= Document passage =
● ● ● ● ● ● ●
Agriculture is one of the sectors where dependency on nature’s ecosystem services is visible with the naked eye. Yet in Europe, scientists expect the negative impacts of climate change to lead to decreases in crop and livestock production, and even abandonment in parts of Southern Europe, due to extreme events like heat waves, droughts, and floods. For a region such as Southeast Europe where the potential for economic output from agriculture is high but the share of GDP is actually decreasing, a transition to sustainable agriculture can be a deal breaker. 

Yet despite regulatory push and corporate pledges of carbon neutrality in the agrifood sector, there’s still a big disconnect. The farm level. Do farmers receive the practical guidance they require to switch to more climate-friendly farming practices? Are we driving enough awareness around practices such as regenerative agriculture and permaculture, and how they can support soil health? Are we giving farmers the solutions to make this transition, while gaining a stable income?
● ● ● ● ● ● ●
= Prompt 1 =
Decide whether each statement below agrees with the passage on agriculture and climate change, answering yes or no and quoting the words of the passage that settle it: (a) Scientists expect climate change to reduce crop and livestock production in Europe. (b) In Southeast Europe, agriculture's share of GDP is rising. (c) The passage places a remaining disconnect at the farm level.
= Prompt 2 =
Which extreme events does the passage on agriculture and climate change name as causes of the expected decline in European farming?
= Prompt 3 =
Reproduce the portion of the passage on agriculture and climate change that begins with "Agriculture is one" and continues through "a deal breaker.".

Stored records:
● ● ● ● ● ● ●
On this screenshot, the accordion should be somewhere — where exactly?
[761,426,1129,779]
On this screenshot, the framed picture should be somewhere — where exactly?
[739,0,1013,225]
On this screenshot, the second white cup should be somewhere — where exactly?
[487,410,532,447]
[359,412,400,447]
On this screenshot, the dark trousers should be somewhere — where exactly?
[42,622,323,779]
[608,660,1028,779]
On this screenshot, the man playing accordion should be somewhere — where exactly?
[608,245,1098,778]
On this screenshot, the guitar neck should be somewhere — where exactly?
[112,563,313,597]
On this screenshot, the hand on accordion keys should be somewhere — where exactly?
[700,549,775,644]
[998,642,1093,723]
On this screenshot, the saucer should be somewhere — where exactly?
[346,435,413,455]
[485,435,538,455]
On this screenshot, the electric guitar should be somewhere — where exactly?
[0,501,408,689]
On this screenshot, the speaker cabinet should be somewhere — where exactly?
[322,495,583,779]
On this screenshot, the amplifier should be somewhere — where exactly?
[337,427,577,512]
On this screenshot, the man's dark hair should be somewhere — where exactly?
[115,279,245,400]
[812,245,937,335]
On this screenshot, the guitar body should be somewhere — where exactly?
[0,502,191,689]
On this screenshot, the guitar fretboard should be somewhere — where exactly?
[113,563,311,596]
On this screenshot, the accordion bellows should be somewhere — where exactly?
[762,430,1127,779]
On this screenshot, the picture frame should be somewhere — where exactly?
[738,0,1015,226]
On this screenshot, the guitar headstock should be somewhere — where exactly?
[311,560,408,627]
● ● ● ● ● ● ●
= Expected output 1 =
(a) Yes: "scientists expect the negative impacts of climate change to lead to decreases in crop and livestock production"
(b) No: "the share of GDP is actually decreasing"
(c) Yes: "there’s still a big disconnect. The farm level."

= Expected output 2 =
Heat waves, droughts, and floods.

= Expected output 3 =
Agriculture is one of the sectors where dependency on nature’s ecosystem services is visible with the naked eye. Yet in Europe, scientists expect the negative impacts of climate change to lead to decreases in crop and livestock production, and even abandonment in parts of Southern Europe, due to extreme events like heat waves, droughts, and floods. For a region such as Southeast Europe where the potential for economic output from agriculture is high but the share of GDP is actually decreasing, a transition to sustainable agriculture can be a deal breaker.